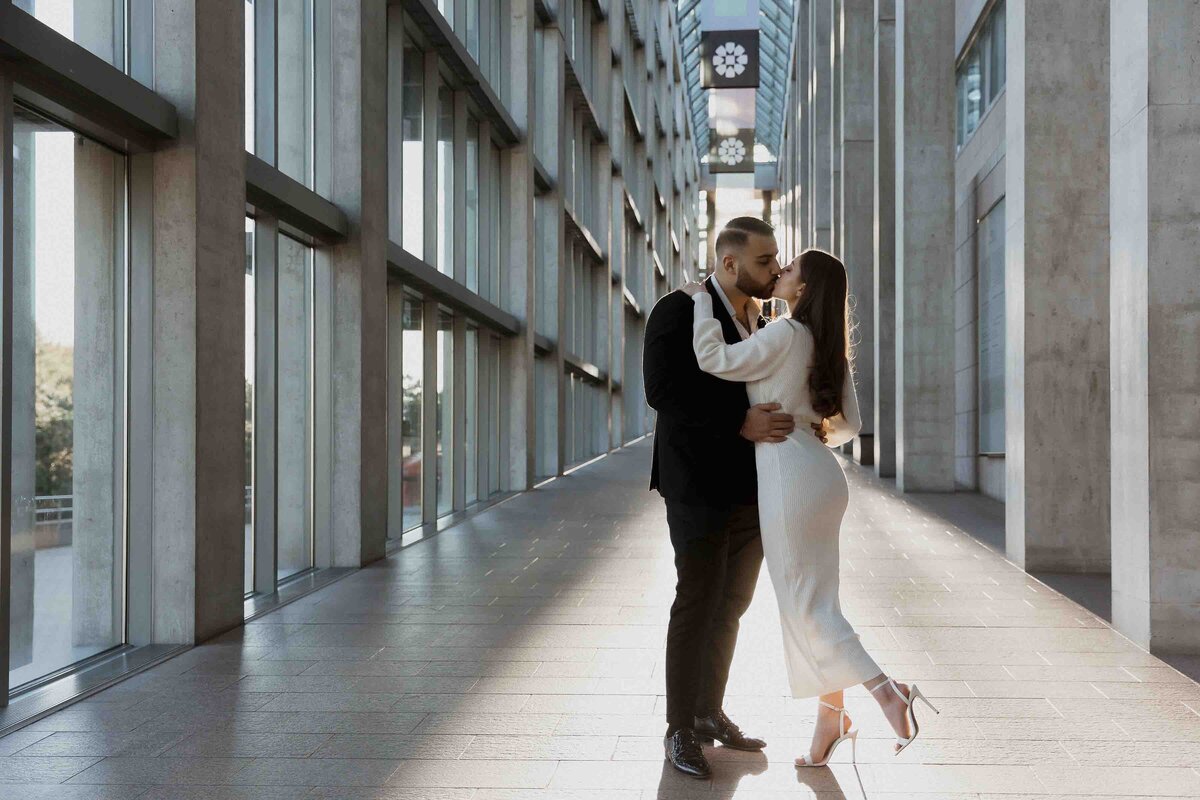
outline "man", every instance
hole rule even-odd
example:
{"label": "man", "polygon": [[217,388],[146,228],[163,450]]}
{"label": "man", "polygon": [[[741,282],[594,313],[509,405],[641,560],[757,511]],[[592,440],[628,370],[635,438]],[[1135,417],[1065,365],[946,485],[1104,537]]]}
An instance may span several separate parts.
{"label": "man", "polygon": [[[705,289],[725,341],[749,338],[763,320],[752,298],[768,298],[779,277],[775,231],[753,217],[717,237],[716,272]],[[750,606],[762,564],[755,442],[781,442],[791,416],[778,404],[750,407],[746,385],[700,370],[692,350],[692,300],[663,297],[646,323],[646,401],[658,412],[650,488],[667,506],[675,550],[675,602],[667,627],[667,760],[680,772],[712,771],[701,741],[739,750],[765,742],[743,734],[722,710],[738,620]]]}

[ABOUT THIS EXERCISE]: Output every record above word for word, omitting any pictures they contain.

[RESPONSE TO THE TASK]:
outline "man", every instance
hole rule even-odd
example:
{"label": "man", "polygon": [[217,388],[146,228],[163,450]]}
{"label": "man", "polygon": [[[741,282],[594,313],[509,405],[641,560],[757,511]],[[592,440],[628,370],[635,438]],[[1135,417],[1065,365],[946,485],[1104,537]]]}
An instance may span several separate parts.
{"label": "man", "polygon": [[[705,289],[725,341],[749,338],[763,320],[752,298],[768,298],[779,277],[775,231],[753,217],[717,237],[716,272]],[[750,606],[762,564],[755,442],[781,442],[791,416],[778,404],[750,407],[746,385],[700,370],[692,350],[692,300],[663,297],[646,323],[646,401],[658,412],[650,488],[667,506],[675,550],[675,602],[667,627],[667,760],[680,772],[712,771],[701,741],[739,750],[765,742],[743,734],[722,710],[738,620]]]}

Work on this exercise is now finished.